PROBLEMS AND TASKS:
1: Using the broccoli food spotlight, decide whether each statement agrees with it: (a) broccoli should be washed before it is stored in the fridge; (b) boiling does the most harm to broccoli's health benefits; (c) sulforaphane gives broccoli a sweet taste. For each, answer yes or no and quote the deciding words.
2: According to the broccoli food spotlight, what is the caloric value of an 80 g portion of broccoli?
(EXCERPTED PASSAGE)
Food Spotlight: Broccoli
Along with Brussels sprouts, cauliflower, cabbage and kale, broccoli belongs to the Brassica oleracea family. It is a branched, green vegetable that can have purple or green flower buds.
When buying broccoli, it should be tight and firm with green color. Store it unwashed or in a perforated bag in the vegetable drawer of the fridge. Wash it right under cold running water just before use.
Caloric and Nutritional Value
Broccoli has low caloric value of only around 20 kcal (96 kJ) for 80 g portion. It is rich in proteins, carbohydrates and fiber, and also contains carotene and vitamin C.
Its rich nutritional value is also because of the presence of vitamins A, K B9 (folate), as well as minerals potassium, phosphorus, and selenium. Broccoli has very little fats. Its exact nutritional values can be found here.
Broccoli can be eaten raw or cooked. Different cooking methods can impact its health benefits with boiling doing the greatest harm. However, it looks like steaming it has fewest side effects on changing the nutrient composition of its health-promoting compounds.
Health Benefits of Eating Broccoli
There are various health benefits of eating broccoli such as:
- Broccoli helps reduce the total amount of cholesterol in the body which lower the risk of developing a heart disease. People who consume broccoli regularly have decreased LDL and triglyceride levels, and increased HDL levels.
- The phytochemical sulforaphane that is found in broccoli and responsible for its bitter taste is reported to have anti-cancer role. Sulforaphane helps in enhanced detoxification of airborne toxins like cigarette smoke.
- Because of the presence of carotenoids as well as the antioxidants lutein and zeaxanthin, broccoli decreases the risk of eye-related diseases.
- Broccoli is rich in sulfur and therefore responsible for gut health. Namely, sulfur is involved in the production of glutathione which is a molecule responsible for maintaining the lining of the gut.
- There are indications that broccoli can help in maintaining normal blood sugar levels in people with diabetes.
(End EXCERPTED PASSAGE)
(GIVEN DATA)
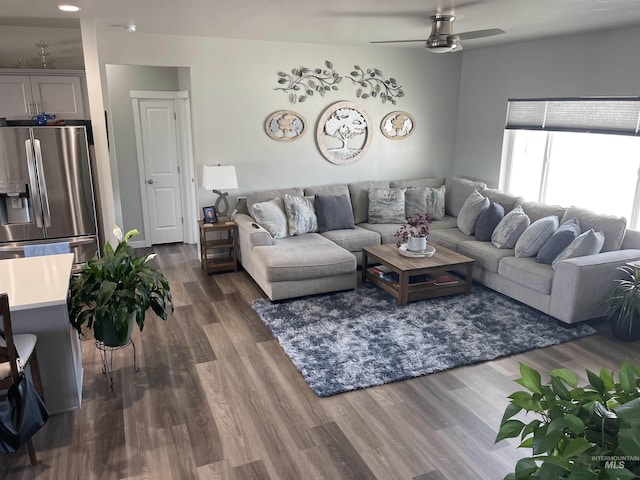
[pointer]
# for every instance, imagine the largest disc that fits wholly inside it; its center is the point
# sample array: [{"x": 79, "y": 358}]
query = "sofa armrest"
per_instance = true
[
  {"x": 249, "y": 237},
  {"x": 256, "y": 236},
  {"x": 580, "y": 284}
]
(End GIVEN DATA)
ANSWERS TO THE EXERCISE:
1:
(a) No: "Store it unwashed or in a perforated bag in the vegetable drawer of the fridge."
(b) Yes: "Different cooking methods can impact its health benefits with boiling doing the greatest harm."
(c) No: "The phytochemical sulforaphane that is found in broccoli and responsible for its bitter taste"

2: Around 20 kcal (96 kJ).